### WHAT THIS TASK INVOLVES
Copy every line of the entries below word for word, and omit the pictures from your copy.

### RECORDS
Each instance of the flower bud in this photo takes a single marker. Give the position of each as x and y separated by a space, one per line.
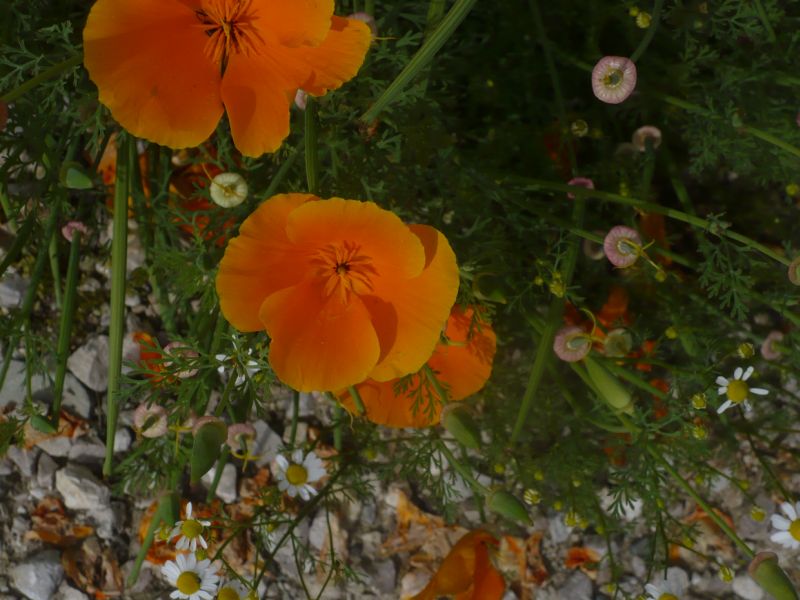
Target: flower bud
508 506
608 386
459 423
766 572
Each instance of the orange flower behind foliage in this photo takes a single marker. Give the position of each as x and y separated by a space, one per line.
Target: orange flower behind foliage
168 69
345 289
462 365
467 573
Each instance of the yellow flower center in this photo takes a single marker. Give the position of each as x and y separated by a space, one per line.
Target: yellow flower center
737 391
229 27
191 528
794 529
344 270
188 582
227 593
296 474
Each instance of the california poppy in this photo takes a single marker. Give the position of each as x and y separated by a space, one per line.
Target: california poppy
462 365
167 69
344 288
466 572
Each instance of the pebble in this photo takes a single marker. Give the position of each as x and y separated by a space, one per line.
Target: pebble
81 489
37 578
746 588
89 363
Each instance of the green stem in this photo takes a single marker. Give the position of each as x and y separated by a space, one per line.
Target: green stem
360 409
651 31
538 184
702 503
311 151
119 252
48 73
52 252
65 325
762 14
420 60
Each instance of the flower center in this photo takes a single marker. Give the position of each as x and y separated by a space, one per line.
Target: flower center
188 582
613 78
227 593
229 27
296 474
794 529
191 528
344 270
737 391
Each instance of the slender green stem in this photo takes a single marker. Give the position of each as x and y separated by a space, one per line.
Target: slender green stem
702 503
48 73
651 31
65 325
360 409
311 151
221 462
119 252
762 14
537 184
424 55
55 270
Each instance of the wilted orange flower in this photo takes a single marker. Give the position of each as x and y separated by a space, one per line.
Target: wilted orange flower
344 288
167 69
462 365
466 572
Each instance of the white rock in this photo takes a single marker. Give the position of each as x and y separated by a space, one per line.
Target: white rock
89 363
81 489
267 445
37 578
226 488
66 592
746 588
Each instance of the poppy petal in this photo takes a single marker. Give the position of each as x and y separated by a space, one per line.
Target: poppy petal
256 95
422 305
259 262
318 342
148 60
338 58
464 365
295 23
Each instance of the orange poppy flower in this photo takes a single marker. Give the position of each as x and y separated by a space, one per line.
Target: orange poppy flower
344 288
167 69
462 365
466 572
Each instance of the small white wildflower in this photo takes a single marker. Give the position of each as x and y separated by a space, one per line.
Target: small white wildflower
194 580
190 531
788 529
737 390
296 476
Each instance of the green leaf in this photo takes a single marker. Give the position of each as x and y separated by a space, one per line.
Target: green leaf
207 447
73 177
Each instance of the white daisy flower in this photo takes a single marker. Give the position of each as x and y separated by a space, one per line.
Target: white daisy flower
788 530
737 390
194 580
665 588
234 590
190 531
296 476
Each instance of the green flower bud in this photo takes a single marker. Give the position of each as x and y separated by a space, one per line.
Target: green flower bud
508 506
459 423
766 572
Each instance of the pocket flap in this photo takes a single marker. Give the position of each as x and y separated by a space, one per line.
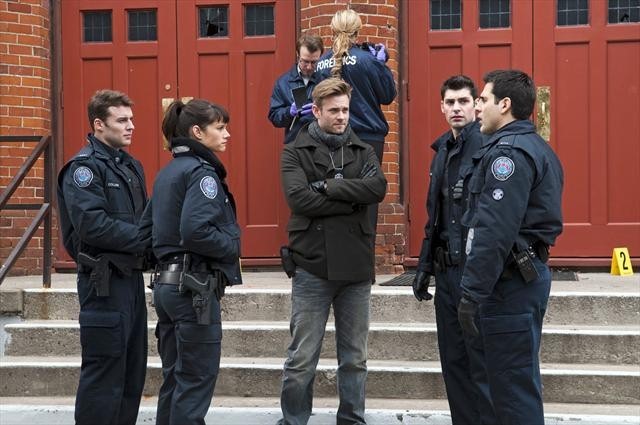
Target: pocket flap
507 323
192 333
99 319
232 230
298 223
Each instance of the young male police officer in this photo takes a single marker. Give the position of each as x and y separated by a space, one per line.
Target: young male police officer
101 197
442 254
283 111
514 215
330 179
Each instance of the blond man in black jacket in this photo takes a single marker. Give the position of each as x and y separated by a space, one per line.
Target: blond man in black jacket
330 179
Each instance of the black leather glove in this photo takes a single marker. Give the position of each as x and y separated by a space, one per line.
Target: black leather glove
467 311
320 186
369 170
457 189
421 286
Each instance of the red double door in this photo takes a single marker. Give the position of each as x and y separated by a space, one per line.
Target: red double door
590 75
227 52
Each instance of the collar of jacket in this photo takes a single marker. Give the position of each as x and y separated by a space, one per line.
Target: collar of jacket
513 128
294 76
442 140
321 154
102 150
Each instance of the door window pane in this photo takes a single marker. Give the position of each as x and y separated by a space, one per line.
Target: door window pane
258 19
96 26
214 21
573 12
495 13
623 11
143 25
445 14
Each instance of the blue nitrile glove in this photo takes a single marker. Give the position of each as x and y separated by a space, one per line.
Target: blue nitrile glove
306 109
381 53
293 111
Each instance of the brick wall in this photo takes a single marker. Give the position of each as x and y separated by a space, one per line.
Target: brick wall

### SOLUTION FOR THIS TASK
Each instance of the flower bud in this photo takes a single marker. Give the position of each as x and y separated by a space, one per line.
Target: flower bud
508 506
608 386
459 423
766 572
Each instance of the orange flower behind foliage in this photo takes a single marker. Give the position of each as x and y separated by a space, one per line.
Target: orange flower behind foliage
168 69
345 289
462 365
467 573
Each instance of the yellow flower center in this photo takes a single marker. Give the position of each as x and y separated by a space, one per line.
Target: yellow flower center
737 391
229 27
191 528
794 529
344 270
188 582
227 593
296 474
Each instance of the california poppy in this photo takes a single marker. Give the position of each as x and y separated by a space, one per line.
Target: california poppy
462 365
167 69
344 288
466 572
Each instance of the pebble in this photo takes a single marker. Give the position of each as x and y separated by a space, one per line.
Target: pebble
81 489
37 578
746 588
89 363
Each instance of the green stem in this photo takes a single marker. Give the position of each as x and y separated by a space, one per line.
Target: green stem
360 409
651 31
538 184
702 503
311 151
119 252
48 73
52 252
65 325
762 14
420 60
Each instance of the flower center in this photo takes a single marker. Give the position of each as x and y separated by a space, one per line.
Target: flower center
188 582
613 78
227 593
229 27
296 474
794 529
191 528
344 270
737 391
Each instance of the slender green stem in this photo takes a single marker. Give the position of each as x and y separated by a space, one per line.
Target: slender green stem
702 503
48 73
651 31
65 325
360 409
311 151
221 462
119 252
762 14
537 184
424 55
55 270
Each instance of the wilted orange flower in this photo takes a single marker. Give the position of each as x and y separated by a space, one per line.
Target: wilted orange flower
344 288
167 69
462 365
466 572
Each instance of the white rock in this photo takes a single marker. Give the position of each as x and y separated by a space, one per line.
Target: white rock
89 363
81 489
267 445
37 578
226 488
66 592
746 588
Each instance of the poppy petal in this photo takes a single marker. Give the position of each as x and y separated by a space, one per line.
Target: poppy petal
256 95
422 305
259 262
318 342
148 60
338 58
464 365
295 23
Each instance of the orange poppy flower in this photo takes a single marker. Give the position of each as x and y separated by a space, one per line.
Target: orange poppy flower
344 288
167 69
462 365
466 572
Each instance of the small white wildflower in this photo takes a single marker. Give the position of each as x and y separated by a space, one per line.
Target: small white wildflower
194 580
190 531
788 529
737 390
296 476
Each instance of the green leaf in this photo takes a single marker. Give the position of each as x and y separated by a space, one per line.
Target: green leaf
207 447
73 177
Each instance of the white daisy flower in this photo takes a single marker. Give the position of each as x and y separated by a space, one per line.
Target: white daisy flower
788 530
737 390
194 580
665 588
234 590
190 531
296 476
Each instance of the green flower bud in this photo takes a single marker. Give the position of each as x and y separated by a space, one per line.
Target: green flower bud
508 506
459 423
766 572
Each instance of the pocket flap in this photo takes a single marker. Give the position of each as x and y separated by a space, one per line.
Target: pocket flap
507 323
192 333
99 319
232 230
298 223
Each instance of the young male police officer in this photo takes a single marker. Give the position of each as x and y separated by a space, one per line.
Target: young male police officer
101 197
442 254
283 111
514 215
330 179
Each instance of the blond man in black jacket in this photo takes a single marker. Give the position of each as x and y separated by a space, one per line.
Target: blond man in black jacket
330 179
Each instance of the black leather glove in this photo takes a single marker. Give the position of each as x and y separated by a space, one per line.
Target: black leather glove
467 311
320 186
369 170
457 189
421 286
Each instance of the red double door in this photo takes a single marker. Give the position of each as x and y separated by a space, one per line.
Target: red double door
590 75
227 52
Each instance of the collar of jacket in this photo takes a single marker. Give the position of each as x and y separated by a space, one per line.
Target: collar of jacket
513 128
294 76
442 140
321 154
102 150
Each instance of the door window pane in this photo takes a single marker. Give the position of each as x and y separated by a space, one per line.
Target: door window pane
258 19
96 26
214 21
573 12
495 13
623 11
143 25
445 14
Each instance of the blue nitrile glove in this photo takes a single marker. Give the position of each as x and y separated by a space, one per line.
Target: blue nitrile glove
306 109
381 53
293 111
Each instance of the brick wall in this photo takes a single marker. Give the position of each as x and y separated by a space, one per line.
Target: brick wall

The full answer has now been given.